How to complete this task:
The records that follow need to be output exactly as they are.

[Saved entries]

———

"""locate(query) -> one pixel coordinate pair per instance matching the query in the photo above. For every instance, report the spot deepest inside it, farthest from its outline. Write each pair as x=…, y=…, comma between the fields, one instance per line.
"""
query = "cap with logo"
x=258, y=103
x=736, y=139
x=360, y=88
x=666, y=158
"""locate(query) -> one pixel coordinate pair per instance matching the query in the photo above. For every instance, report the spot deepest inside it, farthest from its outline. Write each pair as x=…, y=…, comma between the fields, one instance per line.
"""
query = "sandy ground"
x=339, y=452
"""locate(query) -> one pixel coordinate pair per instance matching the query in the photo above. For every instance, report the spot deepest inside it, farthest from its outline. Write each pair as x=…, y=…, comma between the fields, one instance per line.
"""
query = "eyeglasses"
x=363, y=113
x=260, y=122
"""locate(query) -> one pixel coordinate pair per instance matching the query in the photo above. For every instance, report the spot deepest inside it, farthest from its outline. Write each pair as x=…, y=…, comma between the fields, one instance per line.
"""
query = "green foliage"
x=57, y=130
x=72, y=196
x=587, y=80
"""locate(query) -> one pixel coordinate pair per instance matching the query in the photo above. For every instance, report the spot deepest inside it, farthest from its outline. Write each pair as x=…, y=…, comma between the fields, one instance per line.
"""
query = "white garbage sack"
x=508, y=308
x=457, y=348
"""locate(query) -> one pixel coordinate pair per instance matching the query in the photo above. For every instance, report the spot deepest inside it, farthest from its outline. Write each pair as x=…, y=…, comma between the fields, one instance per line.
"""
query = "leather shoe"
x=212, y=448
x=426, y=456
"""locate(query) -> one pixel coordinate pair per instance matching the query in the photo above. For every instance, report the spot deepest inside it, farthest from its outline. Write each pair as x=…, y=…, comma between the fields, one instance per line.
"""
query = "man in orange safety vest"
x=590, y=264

———

Finished exercise:
"""locate(query) -> one pixel coordinate pair per instance matching the query in the photo above. For every instance, report the spot deepest inside it, farthest from its outline. Write each pair as x=…, y=…, comma between the fields, one instance per line.
"""
query = "cap with logo"
x=258, y=103
x=736, y=139
x=360, y=88
x=666, y=158
"""locate(query) -> one pixel coordinate pair per instance matching the query in the photo above. For every instance, report the spot deepest inside it, farthest from its outline. Write each pair as x=…, y=…, comma between the fields, one instance per line.
"""
query = "sandy ground"
x=339, y=452
"""locate(query) -> one pixel coordinate pair per instance matching the query in the photo above. For every instance, report the spot deepest inside it, farthest from its outline. Write each pair as x=…, y=…, comma between the fields, one instance per line.
"""
query = "eyeglasses"
x=363, y=113
x=260, y=122
"""locate(query) -> one pixel coordinate pair per instance matching the query in the photo above. For every instance, report the spot deepest inside it, farthest from its outline. Write each pair as x=…, y=…, comma between the fields, one instance per line.
"""
query = "green foliage"
x=57, y=130
x=72, y=196
x=587, y=80
"""locate(query) -> one pixel coordinate pair per instance matching the query in the photo above. For every instance, report the spot deepest inside it, farthest from its outline. Write each pair as x=…, y=…, comma between the fields, one instance per line.
"""
query = "white garbage sack"
x=508, y=308
x=457, y=348
"""locate(query) -> one pixel coordinate pair per instance matching the query in the photo above. For every instance, report the spot deepest inside it, farthest from its outline. Write each pair as x=…, y=…, comma between the fields, one instance per line.
"""
query = "leather shoe"
x=212, y=448
x=426, y=456
"""locate(query) -> one pixel coordinate pair per instance matching the query in the photo above. For every instance, report the spot deepest inside it, farthest from its outline. Write each pair as x=…, y=…, comma between the fields, one instance per line.
"""
query = "man in orange safety vest"
x=590, y=264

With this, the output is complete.